> **Problem to work on**: Give back every entry below, unchanged.

+++ Records supplied +++

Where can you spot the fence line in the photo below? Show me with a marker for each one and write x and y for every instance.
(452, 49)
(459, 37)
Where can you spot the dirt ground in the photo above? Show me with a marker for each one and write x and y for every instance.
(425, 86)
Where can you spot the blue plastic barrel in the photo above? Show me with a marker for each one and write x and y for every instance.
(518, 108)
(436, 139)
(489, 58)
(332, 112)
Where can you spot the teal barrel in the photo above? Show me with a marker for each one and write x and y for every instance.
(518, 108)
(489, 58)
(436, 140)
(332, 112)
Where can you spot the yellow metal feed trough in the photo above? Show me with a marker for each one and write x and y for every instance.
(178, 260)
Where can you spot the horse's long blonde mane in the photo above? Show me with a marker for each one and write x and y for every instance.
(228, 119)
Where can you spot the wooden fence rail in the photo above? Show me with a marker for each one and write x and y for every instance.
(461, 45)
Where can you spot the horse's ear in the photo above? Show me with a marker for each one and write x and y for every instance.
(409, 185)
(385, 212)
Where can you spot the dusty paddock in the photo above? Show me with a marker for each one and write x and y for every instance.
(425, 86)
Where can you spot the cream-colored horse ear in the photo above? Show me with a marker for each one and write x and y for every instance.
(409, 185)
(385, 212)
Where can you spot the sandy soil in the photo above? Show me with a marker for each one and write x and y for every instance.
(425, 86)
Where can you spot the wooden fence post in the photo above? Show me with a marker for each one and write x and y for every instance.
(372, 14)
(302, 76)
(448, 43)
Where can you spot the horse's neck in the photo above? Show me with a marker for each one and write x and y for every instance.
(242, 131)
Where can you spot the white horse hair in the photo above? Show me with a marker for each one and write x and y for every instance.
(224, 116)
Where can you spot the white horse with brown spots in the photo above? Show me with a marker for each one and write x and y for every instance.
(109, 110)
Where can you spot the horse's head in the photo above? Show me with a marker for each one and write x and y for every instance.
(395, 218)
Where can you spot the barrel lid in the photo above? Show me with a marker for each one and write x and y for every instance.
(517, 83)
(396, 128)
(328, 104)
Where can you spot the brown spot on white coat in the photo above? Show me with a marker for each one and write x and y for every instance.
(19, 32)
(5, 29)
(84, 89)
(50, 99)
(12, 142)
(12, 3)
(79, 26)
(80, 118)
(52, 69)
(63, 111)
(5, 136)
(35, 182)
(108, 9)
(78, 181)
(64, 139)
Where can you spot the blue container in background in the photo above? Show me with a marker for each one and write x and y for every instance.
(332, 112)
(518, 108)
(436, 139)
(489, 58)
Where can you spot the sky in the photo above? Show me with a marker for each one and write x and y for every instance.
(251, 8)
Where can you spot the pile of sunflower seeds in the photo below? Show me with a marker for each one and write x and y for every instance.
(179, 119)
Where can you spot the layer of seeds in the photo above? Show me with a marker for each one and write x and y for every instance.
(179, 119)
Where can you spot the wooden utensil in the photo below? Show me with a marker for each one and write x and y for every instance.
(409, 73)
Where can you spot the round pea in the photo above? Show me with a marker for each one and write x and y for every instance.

+++

> **Answer box**:
Where can you spot the fence line in the photo below? Show me with a marker for each one and write x and y for every instance.
(452, 49)
(459, 37)
Where can you spot the dirt ground in the photo above? Show me with a marker for each one and write x and y for every instance.
(425, 86)
Where can you spot the blue plastic barrel in the photo above? Show me with a marker for each one and write x and y for every instance.
(518, 108)
(436, 139)
(489, 58)
(332, 112)
Where can you spot the teal barrel in the photo above? Show me with a marker for each one and write x and y for every instance.
(518, 108)
(489, 58)
(436, 140)
(332, 112)
Where can you spot the yellow metal feed trough in the photo above? Show me with a marker for each one and write x and y for every instance.
(178, 260)
Where can you spot the horse's long blonde mane in the photo above? Show me with a marker for each one and write x and y for every instance.
(228, 119)
Where can you spot the wooden fence rail in the photo above? Show me with a marker for each one and write x and y for every instance.
(461, 45)
Where can you spot the horse's ear in the photo above? Show me with a marker for each one and write x and y for every instance.
(409, 185)
(385, 212)
Where can you spot the dusty paddock in the photo above? Show me with a marker for each one and write x and y for every instance.
(425, 86)
Where can you spot the cream-colored horse ear in the photo above? Show me with a marker for each one and write x and y for every instance.
(409, 185)
(385, 212)
Where can you spot the sandy soil in the photo above? Show me with a marker for each one and write x and y for every instance.
(425, 86)
Where can you spot the wooden fence post in the photo above? Show me with a marker for each one and write x and y for every instance.
(372, 14)
(302, 76)
(448, 43)
Where can you spot the horse's neck in the photo above? Show me with a marker for each one and write x and y for every instance.
(242, 131)
Where can you spot the white horse hair in the photo above? Show me with a marker for each one and write x and y for every instance.
(224, 116)
Where can you spot the white horse with brown spots in the photo above? Show me with a marker for each one and write x and y for every instance.
(109, 110)
Where can you spot the horse's head in the photo above? Show me with a marker for each one and write x and y for every instance.
(395, 218)
Where can you spot the barrel lid in the photo above? Show me with a marker for each one and write x and y for every instance.
(517, 83)
(396, 128)
(328, 104)
Where can you spot the brown spot on white coat in the photo above? Show me with a marker for each one and write x and y for every instance.
(19, 32)
(5, 29)
(84, 89)
(50, 99)
(12, 142)
(12, 3)
(79, 26)
(80, 118)
(52, 69)
(63, 111)
(5, 136)
(35, 182)
(108, 9)
(78, 181)
(64, 139)
Where can you spot the blue container in background in the photo above? Show me with a marker for each one and write x and y for every instance.
(332, 112)
(518, 108)
(436, 139)
(489, 58)
Where can you spot the sky in the photo above? Show me with a marker for each one and write x and y for every instance.
(251, 8)
Where can you spot the pile of sunflower seeds in the photo below? Show me with a marker for each one and write x and y for every instance.
(179, 119)
Where can you spot the layer of seeds in the photo above? Show me with a marker for each one and write x and y for every instance.
(179, 119)
Where can you spot the wooden utensil in the photo below? Show me with a marker for each one and write x and y for every instance.
(409, 73)
Where can you spot the round pea in the photo above? Show me with a marker for each one and write x and y for every instance.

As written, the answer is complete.